--- THE DATA Enclosed Below ---

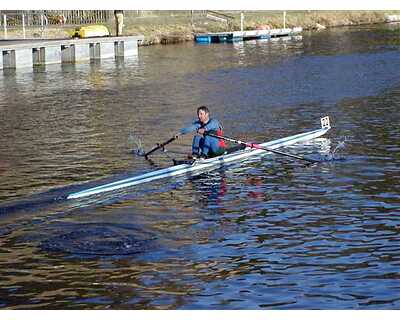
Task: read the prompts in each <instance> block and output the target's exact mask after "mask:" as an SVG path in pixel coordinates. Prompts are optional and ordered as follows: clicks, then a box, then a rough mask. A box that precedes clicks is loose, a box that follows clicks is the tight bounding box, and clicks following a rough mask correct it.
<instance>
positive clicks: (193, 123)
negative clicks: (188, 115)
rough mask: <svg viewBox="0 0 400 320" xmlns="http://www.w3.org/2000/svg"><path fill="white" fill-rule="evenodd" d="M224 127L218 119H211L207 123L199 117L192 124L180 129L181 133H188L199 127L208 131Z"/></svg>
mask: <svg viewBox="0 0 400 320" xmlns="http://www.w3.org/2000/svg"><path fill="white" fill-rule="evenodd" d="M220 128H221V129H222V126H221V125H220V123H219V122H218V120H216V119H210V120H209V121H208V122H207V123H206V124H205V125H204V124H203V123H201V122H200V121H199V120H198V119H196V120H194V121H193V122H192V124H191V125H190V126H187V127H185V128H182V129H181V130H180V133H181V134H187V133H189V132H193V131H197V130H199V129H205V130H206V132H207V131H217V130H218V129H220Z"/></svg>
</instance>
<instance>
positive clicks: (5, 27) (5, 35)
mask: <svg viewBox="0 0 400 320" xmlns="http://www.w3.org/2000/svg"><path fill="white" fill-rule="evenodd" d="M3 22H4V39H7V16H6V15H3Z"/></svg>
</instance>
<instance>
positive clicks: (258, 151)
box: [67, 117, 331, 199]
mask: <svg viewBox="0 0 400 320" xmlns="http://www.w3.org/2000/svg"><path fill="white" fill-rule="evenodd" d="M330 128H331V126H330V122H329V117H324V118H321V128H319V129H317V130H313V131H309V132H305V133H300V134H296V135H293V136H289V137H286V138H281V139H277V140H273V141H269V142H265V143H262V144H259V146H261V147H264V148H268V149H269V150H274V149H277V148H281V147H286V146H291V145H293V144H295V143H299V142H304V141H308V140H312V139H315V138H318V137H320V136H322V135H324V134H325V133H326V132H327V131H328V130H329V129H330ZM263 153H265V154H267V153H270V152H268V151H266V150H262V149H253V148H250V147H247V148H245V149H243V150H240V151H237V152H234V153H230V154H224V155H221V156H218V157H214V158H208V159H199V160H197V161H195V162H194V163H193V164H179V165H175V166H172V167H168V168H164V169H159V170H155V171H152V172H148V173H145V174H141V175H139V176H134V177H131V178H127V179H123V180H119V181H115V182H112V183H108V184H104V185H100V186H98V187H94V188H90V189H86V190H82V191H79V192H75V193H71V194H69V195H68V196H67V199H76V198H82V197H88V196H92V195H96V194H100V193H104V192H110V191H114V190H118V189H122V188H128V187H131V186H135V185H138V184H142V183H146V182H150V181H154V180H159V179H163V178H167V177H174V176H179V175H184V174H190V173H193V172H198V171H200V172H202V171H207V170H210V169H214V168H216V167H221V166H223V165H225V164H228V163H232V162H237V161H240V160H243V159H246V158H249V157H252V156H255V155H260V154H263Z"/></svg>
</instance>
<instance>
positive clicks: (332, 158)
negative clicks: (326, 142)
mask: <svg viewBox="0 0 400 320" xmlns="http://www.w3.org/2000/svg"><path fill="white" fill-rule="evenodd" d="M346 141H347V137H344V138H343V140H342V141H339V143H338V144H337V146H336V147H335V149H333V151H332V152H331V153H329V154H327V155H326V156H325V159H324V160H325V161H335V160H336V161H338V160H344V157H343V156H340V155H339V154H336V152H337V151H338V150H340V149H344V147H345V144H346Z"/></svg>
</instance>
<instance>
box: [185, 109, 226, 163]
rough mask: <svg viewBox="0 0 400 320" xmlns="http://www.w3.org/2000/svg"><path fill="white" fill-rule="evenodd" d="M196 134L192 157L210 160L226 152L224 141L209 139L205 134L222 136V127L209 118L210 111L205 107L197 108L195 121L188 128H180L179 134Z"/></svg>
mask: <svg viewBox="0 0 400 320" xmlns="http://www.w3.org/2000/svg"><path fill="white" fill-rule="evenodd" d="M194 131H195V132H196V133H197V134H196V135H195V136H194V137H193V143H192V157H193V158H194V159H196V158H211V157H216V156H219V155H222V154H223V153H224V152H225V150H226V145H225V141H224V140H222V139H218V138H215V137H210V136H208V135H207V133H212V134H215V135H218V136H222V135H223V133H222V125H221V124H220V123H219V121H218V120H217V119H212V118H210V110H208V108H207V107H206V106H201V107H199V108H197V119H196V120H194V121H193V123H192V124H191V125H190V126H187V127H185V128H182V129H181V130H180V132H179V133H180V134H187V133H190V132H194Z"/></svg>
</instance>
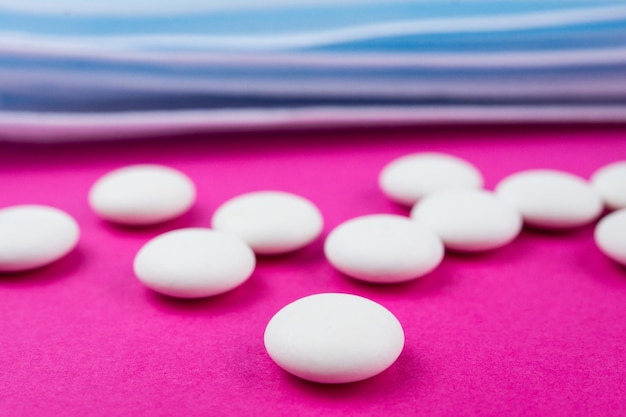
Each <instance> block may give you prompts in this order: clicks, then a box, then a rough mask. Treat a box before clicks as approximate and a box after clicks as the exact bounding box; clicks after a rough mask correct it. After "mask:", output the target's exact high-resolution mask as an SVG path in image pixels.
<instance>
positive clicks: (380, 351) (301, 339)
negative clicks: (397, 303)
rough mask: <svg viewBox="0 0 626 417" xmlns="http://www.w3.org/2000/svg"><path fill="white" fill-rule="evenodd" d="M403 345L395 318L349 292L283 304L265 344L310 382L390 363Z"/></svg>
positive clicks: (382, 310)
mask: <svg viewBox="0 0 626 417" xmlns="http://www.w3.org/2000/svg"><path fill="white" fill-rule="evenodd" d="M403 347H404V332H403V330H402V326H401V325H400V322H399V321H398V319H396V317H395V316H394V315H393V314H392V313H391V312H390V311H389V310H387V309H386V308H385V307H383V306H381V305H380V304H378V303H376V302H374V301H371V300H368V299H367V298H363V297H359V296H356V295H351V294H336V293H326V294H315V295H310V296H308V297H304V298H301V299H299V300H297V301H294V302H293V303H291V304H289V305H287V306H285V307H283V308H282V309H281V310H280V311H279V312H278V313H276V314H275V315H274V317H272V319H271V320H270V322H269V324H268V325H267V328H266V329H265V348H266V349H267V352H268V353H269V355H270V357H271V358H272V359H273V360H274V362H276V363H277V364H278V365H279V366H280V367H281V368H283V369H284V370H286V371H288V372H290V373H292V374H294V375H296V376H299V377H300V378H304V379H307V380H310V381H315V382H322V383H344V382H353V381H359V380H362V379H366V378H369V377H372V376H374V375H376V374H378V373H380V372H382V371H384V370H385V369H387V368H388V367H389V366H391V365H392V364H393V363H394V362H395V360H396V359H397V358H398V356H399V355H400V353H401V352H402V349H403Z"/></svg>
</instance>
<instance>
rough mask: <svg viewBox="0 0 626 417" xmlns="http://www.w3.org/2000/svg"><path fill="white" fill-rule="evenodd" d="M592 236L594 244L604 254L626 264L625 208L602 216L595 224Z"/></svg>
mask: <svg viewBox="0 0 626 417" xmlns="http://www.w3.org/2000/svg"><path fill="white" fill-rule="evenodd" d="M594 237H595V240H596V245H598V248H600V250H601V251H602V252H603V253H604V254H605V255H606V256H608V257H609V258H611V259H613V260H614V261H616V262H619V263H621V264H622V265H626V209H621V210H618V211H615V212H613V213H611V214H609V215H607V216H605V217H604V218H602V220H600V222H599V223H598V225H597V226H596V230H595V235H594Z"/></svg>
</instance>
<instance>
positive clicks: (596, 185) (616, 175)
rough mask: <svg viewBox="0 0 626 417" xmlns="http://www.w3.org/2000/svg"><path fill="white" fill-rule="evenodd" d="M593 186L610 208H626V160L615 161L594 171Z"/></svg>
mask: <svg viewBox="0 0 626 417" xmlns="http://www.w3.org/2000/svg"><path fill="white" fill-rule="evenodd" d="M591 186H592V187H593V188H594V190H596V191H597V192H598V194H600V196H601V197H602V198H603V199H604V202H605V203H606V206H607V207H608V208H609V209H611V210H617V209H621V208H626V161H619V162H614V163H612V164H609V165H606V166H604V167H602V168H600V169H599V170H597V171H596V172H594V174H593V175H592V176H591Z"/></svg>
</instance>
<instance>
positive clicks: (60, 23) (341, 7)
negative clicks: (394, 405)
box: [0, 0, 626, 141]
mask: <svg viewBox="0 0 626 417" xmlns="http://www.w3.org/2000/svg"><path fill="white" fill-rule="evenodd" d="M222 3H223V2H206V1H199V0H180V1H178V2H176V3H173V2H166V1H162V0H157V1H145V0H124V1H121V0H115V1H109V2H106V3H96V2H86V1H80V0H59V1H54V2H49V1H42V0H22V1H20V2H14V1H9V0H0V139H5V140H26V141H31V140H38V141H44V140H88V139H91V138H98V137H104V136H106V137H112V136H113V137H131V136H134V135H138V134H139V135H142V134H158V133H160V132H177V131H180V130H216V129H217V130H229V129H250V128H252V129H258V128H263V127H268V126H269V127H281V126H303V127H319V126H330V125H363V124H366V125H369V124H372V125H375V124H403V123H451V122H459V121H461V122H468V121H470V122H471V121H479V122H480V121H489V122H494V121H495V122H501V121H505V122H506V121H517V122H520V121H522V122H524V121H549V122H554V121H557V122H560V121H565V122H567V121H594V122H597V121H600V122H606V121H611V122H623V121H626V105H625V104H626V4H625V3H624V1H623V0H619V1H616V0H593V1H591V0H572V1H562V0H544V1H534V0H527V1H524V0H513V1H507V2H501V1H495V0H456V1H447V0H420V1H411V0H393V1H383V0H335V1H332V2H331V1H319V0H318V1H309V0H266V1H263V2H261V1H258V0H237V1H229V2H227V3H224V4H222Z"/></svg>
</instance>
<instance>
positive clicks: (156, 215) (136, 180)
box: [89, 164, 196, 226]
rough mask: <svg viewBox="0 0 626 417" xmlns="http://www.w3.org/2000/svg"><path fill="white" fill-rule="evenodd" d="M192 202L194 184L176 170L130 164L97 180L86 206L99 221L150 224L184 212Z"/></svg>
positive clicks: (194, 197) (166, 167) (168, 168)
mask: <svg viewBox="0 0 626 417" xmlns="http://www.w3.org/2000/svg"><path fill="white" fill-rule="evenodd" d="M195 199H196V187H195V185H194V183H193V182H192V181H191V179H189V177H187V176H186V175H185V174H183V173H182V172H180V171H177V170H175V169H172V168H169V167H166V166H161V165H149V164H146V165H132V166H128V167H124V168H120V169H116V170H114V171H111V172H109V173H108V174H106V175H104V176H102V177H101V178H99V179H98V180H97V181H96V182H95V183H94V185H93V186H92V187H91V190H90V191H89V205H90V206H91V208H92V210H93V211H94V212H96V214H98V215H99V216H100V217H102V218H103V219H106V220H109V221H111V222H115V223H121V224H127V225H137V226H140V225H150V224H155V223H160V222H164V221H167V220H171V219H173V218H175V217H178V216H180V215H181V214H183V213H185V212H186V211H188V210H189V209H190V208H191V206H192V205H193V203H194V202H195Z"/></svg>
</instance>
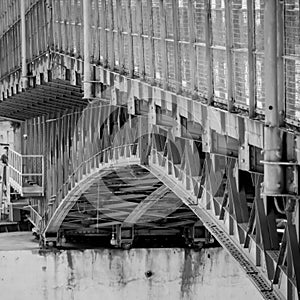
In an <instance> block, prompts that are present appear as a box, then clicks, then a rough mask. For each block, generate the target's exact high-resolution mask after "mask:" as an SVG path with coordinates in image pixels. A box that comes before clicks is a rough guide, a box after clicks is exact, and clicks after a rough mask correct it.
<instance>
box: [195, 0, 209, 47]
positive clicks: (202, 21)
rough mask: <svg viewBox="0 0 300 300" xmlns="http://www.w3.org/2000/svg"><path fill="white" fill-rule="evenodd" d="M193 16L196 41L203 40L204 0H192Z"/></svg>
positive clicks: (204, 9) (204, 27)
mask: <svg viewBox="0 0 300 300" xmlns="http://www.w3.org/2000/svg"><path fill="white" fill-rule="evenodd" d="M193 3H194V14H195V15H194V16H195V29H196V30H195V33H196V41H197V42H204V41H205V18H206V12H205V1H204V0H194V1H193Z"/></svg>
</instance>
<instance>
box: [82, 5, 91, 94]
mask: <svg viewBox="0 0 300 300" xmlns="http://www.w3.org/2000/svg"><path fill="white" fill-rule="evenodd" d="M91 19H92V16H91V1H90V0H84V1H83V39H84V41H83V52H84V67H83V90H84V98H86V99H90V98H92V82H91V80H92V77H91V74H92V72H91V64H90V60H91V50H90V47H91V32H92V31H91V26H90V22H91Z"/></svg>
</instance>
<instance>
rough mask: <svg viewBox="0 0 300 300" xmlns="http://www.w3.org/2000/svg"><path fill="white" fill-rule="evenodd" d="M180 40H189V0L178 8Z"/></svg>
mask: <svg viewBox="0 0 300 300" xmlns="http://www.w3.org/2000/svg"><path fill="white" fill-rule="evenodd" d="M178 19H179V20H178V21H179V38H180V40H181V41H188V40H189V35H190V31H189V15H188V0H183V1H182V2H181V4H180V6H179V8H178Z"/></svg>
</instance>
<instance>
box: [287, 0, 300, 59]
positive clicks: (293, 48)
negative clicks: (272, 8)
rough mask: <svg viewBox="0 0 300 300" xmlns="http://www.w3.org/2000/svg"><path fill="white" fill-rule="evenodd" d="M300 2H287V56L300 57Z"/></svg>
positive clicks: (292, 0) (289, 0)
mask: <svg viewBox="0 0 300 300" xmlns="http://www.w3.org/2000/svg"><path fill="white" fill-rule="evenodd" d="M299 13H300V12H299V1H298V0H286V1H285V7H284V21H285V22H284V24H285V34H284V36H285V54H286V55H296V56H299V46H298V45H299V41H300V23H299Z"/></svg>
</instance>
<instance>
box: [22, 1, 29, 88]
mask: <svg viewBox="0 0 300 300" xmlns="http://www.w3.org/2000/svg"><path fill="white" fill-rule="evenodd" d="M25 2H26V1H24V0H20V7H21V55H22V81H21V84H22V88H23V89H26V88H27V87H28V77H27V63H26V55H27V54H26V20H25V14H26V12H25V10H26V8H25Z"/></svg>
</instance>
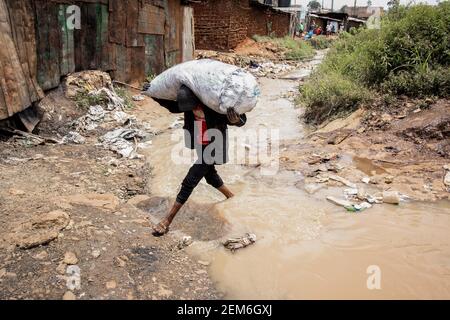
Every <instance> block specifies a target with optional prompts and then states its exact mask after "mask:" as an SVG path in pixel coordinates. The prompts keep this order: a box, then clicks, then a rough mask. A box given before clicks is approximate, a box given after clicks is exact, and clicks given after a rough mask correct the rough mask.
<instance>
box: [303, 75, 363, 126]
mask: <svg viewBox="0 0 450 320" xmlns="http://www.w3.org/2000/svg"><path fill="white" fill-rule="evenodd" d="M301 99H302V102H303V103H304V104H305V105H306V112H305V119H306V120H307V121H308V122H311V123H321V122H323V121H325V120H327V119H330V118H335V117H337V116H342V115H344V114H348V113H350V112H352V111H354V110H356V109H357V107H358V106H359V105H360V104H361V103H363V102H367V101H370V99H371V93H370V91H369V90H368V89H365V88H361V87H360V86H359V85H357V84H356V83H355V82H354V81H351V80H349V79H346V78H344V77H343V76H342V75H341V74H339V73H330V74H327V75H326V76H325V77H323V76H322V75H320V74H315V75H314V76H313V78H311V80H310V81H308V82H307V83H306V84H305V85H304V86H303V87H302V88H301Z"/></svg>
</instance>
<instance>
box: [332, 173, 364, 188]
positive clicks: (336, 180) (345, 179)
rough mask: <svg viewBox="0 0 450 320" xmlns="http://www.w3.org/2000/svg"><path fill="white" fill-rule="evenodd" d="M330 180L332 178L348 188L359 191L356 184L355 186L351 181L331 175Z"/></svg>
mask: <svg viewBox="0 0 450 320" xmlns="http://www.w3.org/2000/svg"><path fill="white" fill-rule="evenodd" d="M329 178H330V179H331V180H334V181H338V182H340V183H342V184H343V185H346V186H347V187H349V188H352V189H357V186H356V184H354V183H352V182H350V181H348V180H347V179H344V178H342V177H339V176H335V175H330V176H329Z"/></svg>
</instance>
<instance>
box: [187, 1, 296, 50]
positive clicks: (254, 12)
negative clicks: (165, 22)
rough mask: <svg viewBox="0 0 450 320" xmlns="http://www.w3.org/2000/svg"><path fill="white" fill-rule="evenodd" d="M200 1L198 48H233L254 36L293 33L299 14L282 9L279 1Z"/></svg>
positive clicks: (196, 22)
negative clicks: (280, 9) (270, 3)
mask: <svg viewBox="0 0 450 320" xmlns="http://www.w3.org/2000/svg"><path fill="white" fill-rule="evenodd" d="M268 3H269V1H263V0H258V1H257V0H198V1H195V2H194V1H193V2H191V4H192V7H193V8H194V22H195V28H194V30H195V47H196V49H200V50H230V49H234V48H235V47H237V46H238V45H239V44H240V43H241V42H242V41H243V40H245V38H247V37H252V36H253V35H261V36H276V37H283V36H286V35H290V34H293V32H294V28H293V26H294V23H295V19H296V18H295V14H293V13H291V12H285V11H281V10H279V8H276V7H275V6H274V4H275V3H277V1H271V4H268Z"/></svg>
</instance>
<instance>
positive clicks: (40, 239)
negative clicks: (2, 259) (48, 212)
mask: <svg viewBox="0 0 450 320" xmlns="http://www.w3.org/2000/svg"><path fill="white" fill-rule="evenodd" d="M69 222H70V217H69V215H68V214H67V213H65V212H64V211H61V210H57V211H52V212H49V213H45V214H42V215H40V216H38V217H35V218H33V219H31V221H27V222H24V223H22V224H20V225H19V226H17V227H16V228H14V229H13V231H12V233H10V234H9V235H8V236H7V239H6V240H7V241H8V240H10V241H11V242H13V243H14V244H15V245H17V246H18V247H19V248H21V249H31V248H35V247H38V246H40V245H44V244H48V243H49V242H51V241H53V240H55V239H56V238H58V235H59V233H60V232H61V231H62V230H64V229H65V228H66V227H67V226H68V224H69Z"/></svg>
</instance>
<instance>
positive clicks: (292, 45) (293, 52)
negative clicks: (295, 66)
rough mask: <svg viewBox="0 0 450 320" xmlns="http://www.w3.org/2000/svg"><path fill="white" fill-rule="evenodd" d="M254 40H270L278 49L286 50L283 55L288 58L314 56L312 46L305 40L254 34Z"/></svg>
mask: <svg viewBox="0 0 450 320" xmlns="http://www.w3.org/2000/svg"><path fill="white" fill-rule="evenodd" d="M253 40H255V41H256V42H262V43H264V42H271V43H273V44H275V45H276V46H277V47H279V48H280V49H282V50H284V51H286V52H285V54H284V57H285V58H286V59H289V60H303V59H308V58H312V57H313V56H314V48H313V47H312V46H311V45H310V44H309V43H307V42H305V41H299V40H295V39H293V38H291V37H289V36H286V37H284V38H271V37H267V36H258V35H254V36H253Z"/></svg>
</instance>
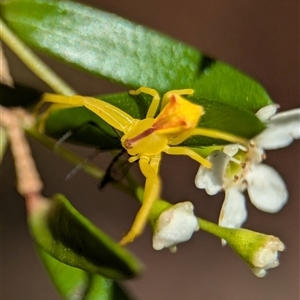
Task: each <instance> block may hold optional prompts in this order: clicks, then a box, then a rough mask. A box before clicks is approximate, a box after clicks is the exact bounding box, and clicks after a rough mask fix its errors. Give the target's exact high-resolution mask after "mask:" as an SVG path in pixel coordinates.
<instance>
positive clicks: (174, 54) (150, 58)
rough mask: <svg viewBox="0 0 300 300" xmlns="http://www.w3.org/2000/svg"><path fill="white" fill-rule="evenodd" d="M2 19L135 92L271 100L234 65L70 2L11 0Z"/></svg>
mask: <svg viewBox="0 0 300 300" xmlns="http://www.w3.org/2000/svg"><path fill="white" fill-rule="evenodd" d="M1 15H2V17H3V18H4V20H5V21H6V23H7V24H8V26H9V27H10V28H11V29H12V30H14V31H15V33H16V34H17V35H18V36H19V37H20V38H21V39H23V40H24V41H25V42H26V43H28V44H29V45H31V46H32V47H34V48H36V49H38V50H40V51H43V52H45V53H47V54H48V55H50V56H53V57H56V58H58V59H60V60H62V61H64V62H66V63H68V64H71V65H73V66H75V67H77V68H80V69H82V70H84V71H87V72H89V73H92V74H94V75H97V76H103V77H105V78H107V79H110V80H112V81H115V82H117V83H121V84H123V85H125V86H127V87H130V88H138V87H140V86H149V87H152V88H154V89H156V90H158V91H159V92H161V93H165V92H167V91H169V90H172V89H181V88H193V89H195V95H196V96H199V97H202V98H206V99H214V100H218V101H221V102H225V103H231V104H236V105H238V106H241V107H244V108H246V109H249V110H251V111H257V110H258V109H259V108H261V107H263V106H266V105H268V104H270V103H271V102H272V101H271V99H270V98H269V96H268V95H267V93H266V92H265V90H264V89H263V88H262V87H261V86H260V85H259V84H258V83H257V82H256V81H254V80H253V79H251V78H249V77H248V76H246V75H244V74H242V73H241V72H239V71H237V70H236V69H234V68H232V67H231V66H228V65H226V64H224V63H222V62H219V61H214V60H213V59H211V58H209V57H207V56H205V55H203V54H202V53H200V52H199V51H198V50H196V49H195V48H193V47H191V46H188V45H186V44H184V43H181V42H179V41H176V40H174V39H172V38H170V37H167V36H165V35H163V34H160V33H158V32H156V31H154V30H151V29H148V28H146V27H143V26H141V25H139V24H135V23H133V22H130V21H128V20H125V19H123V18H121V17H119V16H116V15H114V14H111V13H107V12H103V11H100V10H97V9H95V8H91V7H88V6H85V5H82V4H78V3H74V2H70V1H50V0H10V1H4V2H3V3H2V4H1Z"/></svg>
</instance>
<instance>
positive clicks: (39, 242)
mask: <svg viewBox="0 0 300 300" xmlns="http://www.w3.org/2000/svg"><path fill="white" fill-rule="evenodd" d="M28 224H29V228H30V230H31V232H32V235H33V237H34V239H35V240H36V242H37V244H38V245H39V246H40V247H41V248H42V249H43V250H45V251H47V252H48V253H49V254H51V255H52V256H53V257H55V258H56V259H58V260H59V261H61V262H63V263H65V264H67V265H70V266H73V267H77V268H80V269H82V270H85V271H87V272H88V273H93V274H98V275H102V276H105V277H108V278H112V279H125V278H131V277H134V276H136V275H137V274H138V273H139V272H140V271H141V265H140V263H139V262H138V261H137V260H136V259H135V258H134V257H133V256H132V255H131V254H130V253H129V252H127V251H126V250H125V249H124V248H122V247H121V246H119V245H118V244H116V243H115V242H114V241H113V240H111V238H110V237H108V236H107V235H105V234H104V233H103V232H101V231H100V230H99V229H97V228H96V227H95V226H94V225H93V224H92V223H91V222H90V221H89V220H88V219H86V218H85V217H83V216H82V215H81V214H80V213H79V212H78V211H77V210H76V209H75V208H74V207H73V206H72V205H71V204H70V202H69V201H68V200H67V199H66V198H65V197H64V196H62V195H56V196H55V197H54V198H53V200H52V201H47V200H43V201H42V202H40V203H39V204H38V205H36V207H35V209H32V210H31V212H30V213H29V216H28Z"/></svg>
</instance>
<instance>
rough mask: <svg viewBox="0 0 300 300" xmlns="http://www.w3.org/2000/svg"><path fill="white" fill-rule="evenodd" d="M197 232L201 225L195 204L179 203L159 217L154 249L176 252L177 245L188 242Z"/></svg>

--- End of Enclosed THE DATA ---

REQUIRED WORK: Find each line in the records above that contains the string "negative", and copy those lines out in full.

RESPONSE TO THE EXERCISE:
negative clicks: (188, 115)
negative clicks: (326, 142)
negative clicks: (397, 303)
negative clicks: (394, 405)
negative clicks: (272, 8)
negative clicks: (165, 22)
negative clicks: (280, 9) (270, 3)
negative clicks: (2, 259) (48, 212)
negative clicks: (295, 66)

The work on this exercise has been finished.